[start of Data section]
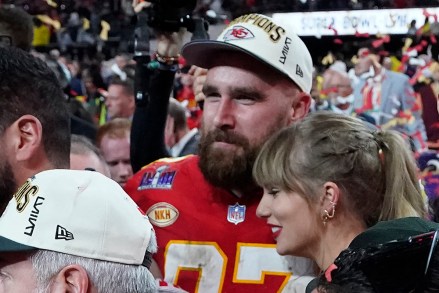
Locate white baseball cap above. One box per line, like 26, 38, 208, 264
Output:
0, 169, 154, 267
182, 14, 313, 93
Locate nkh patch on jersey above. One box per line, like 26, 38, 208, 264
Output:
137, 165, 177, 190
227, 203, 245, 225
146, 202, 180, 227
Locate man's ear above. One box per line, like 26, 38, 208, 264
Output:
9, 115, 43, 162
51, 264, 92, 293
290, 92, 311, 122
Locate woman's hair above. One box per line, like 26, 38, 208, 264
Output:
253, 111, 426, 226
317, 231, 439, 293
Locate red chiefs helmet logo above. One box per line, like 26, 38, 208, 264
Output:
223, 25, 255, 41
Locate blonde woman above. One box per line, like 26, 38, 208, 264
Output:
253, 112, 426, 276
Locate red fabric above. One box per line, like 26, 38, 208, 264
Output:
125, 156, 300, 293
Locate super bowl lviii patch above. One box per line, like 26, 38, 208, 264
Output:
227, 203, 246, 225
146, 202, 179, 227
137, 166, 177, 190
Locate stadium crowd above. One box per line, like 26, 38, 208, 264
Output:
0, 0, 439, 292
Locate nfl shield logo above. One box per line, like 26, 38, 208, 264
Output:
227, 203, 245, 225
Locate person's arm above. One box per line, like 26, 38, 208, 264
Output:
131, 13, 185, 172
402, 79, 427, 152
131, 69, 175, 172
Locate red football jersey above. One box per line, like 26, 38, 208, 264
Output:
125, 156, 312, 293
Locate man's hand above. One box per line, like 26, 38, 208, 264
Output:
156, 28, 186, 57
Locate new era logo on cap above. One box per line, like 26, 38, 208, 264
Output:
0, 170, 154, 265
182, 14, 313, 93
296, 64, 303, 77
55, 225, 75, 241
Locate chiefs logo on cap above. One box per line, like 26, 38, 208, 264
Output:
[end of Data section]
• Exercise details:
Copy the rows between the line holding "Locate red chiefs" and the line holding "131, 69, 175, 172", inclusive, reproducing each line without alteration.

• Solution for this problem:
Locate red chiefs helmet logo above. One box per line, like 26, 38, 208, 264
Output:
223, 25, 255, 41
Locate blonde woman above. One box per line, like 26, 38, 208, 264
Output:
253, 112, 426, 276
Locate red fabric above. One box per line, like 26, 38, 208, 264
Output:
125, 156, 300, 293
Locate super bowl lviii patch above. One box per line, like 26, 38, 208, 264
Output:
227, 203, 246, 225
146, 202, 179, 227
137, 166, 177, 190
Locate stadium crowd above. One box per line, like 26, 38, 208, 264
Output:
0, 0, 439, 292
Locate nfl shield logo above. One box per line, like 26, 38, 208, 264
Output:
227, 203, 245, 225
Locate person's arm above. One box per line, like 26, 38, 208, 264
Output:
131, 13, 185, 172
402, 79, 427, 152
131, 69, 175, 172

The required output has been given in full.